[Supplied material — start]
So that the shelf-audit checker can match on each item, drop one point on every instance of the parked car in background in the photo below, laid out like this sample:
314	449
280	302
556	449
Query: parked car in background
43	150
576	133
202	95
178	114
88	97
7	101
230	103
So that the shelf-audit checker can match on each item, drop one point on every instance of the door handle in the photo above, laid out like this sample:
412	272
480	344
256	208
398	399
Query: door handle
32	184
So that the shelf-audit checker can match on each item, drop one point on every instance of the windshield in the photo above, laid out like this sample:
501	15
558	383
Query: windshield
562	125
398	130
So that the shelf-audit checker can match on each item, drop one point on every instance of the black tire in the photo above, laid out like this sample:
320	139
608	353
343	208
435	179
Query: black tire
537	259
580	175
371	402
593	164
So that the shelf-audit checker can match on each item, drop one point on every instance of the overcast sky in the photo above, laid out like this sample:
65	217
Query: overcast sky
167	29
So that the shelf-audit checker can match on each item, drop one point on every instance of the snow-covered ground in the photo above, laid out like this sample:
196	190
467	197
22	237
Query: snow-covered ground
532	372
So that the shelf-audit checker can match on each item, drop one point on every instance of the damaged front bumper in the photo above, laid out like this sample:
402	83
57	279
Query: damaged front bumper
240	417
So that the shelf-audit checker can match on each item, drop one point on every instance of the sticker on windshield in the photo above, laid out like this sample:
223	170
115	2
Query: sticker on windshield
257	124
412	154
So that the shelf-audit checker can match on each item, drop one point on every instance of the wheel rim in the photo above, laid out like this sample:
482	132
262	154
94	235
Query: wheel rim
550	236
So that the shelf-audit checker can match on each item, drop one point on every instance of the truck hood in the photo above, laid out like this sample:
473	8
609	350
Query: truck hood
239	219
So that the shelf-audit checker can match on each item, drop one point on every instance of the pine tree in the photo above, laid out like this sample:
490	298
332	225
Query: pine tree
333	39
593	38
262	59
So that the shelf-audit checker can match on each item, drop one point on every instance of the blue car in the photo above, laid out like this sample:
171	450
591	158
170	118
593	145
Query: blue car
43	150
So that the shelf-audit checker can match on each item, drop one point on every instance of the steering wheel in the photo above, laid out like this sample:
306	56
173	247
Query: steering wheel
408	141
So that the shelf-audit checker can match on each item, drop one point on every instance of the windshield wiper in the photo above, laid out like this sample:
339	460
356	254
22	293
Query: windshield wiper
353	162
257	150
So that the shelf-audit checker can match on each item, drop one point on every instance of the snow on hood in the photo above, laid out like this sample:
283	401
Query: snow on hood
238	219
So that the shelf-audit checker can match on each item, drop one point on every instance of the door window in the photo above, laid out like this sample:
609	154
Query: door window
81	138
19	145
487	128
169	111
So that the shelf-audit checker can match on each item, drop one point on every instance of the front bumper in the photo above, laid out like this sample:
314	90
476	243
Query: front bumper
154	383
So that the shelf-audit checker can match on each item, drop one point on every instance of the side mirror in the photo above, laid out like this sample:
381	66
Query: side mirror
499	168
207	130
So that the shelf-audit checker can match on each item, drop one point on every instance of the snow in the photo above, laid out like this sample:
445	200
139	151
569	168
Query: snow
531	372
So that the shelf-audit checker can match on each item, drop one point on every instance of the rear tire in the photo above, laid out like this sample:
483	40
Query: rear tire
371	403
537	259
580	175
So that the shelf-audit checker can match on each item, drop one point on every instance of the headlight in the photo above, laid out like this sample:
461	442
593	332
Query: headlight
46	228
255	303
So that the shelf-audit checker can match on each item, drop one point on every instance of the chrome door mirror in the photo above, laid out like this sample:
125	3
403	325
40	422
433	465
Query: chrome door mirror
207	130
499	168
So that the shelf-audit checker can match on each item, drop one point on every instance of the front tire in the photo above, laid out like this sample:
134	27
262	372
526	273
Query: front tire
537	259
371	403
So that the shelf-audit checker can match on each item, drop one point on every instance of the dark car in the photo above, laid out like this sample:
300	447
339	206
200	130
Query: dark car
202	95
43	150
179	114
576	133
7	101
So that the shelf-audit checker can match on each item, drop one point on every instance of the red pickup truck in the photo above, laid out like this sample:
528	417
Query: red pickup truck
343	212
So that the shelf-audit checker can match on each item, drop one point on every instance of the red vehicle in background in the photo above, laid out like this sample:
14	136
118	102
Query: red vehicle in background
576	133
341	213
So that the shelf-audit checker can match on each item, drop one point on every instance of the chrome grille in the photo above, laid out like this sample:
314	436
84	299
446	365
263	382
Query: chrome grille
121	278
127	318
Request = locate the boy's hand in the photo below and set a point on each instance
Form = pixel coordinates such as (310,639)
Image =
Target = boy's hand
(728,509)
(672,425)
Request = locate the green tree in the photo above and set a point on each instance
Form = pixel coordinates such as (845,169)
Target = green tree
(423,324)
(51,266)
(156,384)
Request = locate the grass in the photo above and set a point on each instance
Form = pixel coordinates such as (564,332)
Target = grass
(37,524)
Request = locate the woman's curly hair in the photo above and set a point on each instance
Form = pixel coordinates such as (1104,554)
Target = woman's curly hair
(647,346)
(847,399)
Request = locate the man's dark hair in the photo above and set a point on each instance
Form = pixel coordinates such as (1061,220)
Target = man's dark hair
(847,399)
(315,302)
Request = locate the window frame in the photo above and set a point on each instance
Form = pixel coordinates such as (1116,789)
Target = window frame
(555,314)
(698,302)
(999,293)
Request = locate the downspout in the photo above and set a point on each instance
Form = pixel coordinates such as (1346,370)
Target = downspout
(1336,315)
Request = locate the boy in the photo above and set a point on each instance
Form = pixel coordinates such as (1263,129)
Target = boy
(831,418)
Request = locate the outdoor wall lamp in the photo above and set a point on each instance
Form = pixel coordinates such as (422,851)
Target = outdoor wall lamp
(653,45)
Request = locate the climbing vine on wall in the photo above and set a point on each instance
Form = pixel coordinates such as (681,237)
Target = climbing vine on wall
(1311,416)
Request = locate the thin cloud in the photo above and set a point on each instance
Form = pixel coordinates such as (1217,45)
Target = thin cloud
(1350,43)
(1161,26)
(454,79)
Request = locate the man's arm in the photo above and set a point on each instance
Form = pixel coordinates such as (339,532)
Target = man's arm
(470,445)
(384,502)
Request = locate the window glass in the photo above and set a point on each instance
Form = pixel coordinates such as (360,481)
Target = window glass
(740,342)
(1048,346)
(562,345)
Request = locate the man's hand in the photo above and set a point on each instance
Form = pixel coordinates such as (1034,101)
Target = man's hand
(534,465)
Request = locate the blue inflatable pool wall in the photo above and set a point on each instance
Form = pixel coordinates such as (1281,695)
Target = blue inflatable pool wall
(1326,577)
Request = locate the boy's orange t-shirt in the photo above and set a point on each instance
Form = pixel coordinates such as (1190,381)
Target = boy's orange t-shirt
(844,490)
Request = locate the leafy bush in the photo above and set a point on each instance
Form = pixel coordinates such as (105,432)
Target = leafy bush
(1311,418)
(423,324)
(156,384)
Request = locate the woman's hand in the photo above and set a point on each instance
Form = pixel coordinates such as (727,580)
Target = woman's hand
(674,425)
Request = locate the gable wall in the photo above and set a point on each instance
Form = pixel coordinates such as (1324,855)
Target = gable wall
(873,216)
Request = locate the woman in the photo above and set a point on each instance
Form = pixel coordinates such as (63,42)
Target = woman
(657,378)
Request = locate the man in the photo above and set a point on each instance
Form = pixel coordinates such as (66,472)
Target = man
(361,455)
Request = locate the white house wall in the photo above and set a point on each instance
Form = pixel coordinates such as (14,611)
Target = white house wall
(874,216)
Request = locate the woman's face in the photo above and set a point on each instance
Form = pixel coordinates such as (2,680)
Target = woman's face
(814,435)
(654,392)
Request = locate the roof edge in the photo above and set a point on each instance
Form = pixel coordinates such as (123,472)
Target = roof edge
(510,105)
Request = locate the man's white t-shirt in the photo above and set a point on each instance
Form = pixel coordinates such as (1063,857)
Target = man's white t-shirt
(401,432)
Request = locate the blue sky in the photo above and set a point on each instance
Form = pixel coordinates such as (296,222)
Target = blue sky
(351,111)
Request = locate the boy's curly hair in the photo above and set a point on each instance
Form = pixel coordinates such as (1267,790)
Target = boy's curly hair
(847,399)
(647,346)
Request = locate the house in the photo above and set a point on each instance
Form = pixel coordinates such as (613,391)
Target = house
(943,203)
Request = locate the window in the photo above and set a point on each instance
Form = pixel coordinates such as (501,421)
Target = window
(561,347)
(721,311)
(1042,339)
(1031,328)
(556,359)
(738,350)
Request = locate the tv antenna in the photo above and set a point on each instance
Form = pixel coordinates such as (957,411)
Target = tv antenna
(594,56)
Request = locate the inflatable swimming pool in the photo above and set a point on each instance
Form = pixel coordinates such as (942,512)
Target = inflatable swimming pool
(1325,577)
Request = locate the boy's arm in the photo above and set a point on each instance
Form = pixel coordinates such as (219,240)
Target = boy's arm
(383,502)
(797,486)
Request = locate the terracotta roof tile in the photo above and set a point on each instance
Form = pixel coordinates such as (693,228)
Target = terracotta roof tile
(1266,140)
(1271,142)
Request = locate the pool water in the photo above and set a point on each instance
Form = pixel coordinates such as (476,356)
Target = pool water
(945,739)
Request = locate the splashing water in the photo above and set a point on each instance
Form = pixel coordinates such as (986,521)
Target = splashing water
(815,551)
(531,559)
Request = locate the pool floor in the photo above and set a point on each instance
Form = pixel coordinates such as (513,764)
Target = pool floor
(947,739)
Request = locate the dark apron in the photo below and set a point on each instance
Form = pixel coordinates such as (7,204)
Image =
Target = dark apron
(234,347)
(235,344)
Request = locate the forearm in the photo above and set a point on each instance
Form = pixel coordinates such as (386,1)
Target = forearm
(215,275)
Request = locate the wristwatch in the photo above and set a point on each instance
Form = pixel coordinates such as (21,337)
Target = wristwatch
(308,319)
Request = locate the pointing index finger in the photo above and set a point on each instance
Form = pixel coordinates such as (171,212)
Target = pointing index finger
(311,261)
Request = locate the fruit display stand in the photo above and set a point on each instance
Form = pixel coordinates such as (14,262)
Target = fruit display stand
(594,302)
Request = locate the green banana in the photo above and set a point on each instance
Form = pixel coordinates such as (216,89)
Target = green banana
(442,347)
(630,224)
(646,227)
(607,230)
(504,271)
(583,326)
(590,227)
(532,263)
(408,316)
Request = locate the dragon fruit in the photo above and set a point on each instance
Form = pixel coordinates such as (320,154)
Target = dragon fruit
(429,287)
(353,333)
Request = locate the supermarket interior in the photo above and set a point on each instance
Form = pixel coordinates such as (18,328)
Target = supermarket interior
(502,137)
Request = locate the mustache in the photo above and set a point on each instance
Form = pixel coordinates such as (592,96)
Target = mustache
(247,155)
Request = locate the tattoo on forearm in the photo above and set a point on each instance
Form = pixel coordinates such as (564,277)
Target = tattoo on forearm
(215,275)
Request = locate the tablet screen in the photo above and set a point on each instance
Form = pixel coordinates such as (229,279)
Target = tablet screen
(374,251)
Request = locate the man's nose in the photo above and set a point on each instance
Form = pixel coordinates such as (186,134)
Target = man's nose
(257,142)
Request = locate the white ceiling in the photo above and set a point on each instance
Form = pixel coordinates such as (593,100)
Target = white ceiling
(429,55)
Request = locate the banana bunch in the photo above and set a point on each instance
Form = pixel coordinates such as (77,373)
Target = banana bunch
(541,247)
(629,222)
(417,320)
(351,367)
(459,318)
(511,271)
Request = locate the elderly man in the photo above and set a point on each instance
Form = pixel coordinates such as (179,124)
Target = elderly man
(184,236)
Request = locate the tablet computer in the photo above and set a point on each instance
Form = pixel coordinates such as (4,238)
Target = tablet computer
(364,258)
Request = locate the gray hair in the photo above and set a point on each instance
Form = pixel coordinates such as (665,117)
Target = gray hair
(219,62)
[Supplied material — finish]
### Work instructions
A verbatim transcription is needed of the lines above, starting at the line with "Form = pixel coordinates such as (942,512)" and ending at the line with "Request = locate the pool floor", both included, and of nothing else.

### Expected answer
Form = pixel coordinates such as (942,512)
Target = inflatable swimming pool
(1325,577)
Request = locate the boy's arm in the photo above and set a point on each instance
Form = pixel coordinates such as (219,240)
Target = boy's arm
(383,502)
(797,486)
Request = locate the terracotta roof tile in the photo above and set a point on each instance
Form = pixel coordinates such as (693,228)
Target = terracotta roof tile
(1266,140)
(1271,142)
Request = locate the pool water in the photo above and set a point on each instance
Form = pixel coordinates such as (476,356)
Target = pool water
(945,739)
Request = locate the splashing water in the photo above and set a point on each instance
Form = pixel coordinates such as (986,521)
Target = splashing water
(815,551)
(531,559)
Request = locate the pool floor in the photo above and set a point on each instance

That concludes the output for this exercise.